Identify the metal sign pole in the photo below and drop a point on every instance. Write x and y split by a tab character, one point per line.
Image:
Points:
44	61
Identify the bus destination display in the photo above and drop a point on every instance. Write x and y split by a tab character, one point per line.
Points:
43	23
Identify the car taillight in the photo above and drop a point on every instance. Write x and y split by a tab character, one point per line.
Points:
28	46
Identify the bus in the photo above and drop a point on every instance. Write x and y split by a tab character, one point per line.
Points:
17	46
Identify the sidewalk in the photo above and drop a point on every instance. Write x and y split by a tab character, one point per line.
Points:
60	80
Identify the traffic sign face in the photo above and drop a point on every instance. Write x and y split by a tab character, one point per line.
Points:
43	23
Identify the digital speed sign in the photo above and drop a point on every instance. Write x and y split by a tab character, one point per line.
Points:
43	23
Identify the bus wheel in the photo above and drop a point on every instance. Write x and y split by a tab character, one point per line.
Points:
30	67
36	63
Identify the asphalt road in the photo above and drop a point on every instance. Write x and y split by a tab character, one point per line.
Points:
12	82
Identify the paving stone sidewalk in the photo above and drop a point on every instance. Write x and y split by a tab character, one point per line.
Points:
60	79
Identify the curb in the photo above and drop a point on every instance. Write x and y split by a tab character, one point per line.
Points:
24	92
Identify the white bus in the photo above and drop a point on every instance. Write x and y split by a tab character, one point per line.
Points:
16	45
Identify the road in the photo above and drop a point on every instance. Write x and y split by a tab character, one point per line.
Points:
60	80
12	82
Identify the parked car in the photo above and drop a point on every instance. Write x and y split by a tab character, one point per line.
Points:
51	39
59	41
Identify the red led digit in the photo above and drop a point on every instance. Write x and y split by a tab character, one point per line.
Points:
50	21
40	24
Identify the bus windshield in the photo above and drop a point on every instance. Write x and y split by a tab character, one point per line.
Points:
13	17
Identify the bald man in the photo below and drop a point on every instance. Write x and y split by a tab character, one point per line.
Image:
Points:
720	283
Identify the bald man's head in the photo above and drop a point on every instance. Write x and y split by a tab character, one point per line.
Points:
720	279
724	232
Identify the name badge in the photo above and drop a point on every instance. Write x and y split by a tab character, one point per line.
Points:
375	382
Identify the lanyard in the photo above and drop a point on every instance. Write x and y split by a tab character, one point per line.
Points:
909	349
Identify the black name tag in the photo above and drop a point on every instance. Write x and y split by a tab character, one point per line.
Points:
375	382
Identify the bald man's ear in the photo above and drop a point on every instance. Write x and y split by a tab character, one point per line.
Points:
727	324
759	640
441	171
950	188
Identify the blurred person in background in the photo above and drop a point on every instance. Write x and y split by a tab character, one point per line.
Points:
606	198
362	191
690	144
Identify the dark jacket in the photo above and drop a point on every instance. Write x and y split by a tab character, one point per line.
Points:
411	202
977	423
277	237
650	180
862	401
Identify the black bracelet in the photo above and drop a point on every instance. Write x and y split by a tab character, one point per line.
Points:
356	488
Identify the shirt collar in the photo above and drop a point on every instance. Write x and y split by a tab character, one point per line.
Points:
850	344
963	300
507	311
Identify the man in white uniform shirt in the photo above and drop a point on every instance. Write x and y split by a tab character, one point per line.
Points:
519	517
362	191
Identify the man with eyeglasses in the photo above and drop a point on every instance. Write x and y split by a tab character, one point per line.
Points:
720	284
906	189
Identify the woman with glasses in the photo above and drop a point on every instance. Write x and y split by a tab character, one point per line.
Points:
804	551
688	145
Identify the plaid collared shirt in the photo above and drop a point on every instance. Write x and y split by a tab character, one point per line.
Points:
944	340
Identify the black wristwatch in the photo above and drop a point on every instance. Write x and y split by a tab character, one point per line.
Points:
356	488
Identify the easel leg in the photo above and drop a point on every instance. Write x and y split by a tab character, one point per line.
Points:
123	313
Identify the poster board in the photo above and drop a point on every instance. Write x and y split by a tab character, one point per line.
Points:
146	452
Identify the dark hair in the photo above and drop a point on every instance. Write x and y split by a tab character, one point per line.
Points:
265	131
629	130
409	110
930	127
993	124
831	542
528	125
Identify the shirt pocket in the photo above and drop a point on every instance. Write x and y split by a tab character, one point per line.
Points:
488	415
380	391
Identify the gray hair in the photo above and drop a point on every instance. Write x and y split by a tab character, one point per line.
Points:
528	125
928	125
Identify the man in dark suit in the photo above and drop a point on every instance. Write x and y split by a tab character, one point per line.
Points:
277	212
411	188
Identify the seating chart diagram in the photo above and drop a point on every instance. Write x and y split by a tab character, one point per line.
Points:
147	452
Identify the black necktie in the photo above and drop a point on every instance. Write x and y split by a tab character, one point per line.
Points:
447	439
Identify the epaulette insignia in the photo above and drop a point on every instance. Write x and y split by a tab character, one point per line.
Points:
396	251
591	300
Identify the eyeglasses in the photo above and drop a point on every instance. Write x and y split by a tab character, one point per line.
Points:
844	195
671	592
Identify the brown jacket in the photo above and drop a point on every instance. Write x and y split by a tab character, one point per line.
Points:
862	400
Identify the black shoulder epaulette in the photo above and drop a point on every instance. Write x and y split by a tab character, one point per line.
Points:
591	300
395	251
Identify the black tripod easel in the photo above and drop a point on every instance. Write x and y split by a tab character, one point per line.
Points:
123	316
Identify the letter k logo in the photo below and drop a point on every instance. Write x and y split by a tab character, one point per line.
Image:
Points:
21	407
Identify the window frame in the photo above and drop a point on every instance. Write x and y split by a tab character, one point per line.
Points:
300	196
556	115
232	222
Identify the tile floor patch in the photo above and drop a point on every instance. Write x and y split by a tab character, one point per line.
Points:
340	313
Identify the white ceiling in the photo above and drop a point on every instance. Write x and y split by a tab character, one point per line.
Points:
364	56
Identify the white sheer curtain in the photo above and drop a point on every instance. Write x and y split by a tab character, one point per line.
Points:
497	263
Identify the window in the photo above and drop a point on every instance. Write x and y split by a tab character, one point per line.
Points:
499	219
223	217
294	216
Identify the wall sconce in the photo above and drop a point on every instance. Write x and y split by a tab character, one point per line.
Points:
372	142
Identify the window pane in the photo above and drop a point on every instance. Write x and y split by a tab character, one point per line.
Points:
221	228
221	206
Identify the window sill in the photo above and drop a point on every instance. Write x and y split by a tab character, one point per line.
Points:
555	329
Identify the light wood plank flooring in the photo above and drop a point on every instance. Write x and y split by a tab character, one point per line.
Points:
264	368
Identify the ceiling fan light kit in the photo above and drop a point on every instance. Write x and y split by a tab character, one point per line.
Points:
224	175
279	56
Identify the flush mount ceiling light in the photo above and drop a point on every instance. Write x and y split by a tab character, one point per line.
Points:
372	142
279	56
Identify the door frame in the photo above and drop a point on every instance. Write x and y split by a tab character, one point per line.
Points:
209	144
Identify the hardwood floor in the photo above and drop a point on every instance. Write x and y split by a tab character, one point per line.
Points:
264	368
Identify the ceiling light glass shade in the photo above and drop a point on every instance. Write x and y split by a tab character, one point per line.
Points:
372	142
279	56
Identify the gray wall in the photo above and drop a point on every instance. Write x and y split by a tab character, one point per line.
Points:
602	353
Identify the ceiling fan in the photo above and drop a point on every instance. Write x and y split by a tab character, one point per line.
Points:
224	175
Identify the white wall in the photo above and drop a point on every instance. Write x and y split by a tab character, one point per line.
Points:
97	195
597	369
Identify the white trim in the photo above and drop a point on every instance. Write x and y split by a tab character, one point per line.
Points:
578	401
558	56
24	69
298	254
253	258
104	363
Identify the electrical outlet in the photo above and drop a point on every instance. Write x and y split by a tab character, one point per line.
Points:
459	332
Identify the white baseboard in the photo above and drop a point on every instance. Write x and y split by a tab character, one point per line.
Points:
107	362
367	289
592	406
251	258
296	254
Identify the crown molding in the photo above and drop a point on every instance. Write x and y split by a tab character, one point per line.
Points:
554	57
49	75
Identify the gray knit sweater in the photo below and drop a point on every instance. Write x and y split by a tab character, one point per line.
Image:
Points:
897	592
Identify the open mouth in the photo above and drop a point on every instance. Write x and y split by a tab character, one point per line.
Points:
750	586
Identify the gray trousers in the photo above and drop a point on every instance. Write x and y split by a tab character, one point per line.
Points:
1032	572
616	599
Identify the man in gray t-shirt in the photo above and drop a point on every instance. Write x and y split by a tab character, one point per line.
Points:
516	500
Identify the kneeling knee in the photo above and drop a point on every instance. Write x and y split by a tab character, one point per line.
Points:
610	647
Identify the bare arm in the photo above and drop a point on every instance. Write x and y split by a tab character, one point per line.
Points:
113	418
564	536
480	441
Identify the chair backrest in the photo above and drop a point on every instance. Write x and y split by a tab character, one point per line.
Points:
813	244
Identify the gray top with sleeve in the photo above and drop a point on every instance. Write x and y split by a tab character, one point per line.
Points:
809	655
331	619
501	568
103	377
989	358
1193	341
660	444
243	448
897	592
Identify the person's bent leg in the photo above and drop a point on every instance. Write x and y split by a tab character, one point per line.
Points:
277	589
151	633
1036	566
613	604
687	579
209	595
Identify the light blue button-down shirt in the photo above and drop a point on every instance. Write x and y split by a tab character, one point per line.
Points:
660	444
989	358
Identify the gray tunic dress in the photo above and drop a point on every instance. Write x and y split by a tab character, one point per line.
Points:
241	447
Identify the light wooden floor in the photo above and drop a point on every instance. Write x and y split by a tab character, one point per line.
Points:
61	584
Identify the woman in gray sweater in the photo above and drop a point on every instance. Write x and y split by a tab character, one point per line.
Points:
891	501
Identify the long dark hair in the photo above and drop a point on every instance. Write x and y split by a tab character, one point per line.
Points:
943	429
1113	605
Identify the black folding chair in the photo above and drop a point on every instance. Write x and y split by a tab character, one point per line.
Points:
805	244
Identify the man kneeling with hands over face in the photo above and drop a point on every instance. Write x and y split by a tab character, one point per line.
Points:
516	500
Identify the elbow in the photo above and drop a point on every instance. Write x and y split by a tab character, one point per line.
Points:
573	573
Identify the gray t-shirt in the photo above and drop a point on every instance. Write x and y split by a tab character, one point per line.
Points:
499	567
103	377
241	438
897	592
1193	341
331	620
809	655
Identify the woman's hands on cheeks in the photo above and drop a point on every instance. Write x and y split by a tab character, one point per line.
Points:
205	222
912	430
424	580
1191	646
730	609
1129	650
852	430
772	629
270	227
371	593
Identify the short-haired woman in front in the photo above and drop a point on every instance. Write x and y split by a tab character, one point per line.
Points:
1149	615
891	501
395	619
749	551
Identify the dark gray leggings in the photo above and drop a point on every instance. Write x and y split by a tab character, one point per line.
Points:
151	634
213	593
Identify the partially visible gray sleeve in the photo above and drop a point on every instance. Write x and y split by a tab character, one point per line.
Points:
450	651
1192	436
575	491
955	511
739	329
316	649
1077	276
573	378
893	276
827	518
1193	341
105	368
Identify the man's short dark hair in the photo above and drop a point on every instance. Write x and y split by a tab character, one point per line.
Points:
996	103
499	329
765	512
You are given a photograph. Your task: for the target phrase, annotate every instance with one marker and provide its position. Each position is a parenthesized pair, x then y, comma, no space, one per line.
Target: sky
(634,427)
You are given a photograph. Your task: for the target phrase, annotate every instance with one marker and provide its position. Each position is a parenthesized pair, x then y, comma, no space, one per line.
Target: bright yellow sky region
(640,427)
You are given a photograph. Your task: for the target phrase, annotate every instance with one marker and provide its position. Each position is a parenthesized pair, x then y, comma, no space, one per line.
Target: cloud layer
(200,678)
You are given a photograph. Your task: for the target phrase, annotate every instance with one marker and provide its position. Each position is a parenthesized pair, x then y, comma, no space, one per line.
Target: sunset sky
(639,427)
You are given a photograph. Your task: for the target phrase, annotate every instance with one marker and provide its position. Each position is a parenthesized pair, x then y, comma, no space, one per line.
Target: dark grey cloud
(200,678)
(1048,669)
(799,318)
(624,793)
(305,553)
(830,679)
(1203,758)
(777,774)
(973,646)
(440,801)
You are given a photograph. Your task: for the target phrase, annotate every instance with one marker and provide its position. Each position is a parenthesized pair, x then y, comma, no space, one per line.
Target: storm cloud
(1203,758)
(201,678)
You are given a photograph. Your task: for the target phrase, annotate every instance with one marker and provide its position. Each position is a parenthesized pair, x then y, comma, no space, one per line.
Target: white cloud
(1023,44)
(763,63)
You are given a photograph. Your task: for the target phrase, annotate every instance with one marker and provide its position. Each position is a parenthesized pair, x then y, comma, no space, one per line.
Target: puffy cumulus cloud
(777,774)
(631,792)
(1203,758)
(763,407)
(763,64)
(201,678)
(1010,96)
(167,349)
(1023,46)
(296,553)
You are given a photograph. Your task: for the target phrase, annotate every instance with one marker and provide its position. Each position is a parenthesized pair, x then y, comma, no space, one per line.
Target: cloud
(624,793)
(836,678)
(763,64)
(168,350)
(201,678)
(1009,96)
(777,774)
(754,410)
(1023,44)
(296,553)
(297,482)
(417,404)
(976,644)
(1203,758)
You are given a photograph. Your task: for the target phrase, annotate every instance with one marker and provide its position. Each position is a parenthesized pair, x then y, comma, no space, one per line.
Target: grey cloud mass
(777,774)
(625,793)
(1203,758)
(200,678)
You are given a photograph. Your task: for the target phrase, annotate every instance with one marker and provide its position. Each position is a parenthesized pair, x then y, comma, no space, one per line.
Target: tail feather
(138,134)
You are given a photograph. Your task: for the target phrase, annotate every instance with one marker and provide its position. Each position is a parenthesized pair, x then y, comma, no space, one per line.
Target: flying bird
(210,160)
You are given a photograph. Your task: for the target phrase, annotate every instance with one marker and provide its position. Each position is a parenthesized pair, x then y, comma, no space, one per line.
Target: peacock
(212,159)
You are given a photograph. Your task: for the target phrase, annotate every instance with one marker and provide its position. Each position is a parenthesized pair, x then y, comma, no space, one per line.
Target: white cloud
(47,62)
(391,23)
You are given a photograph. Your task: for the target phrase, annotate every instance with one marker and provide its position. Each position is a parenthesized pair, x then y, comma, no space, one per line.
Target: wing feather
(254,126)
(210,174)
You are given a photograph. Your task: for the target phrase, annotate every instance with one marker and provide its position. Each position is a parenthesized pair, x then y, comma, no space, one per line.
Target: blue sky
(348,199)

PROMPT:
Count how many lines in the entries contain "hands", then state that number alone.

OUTPUT OF THE TASK:
2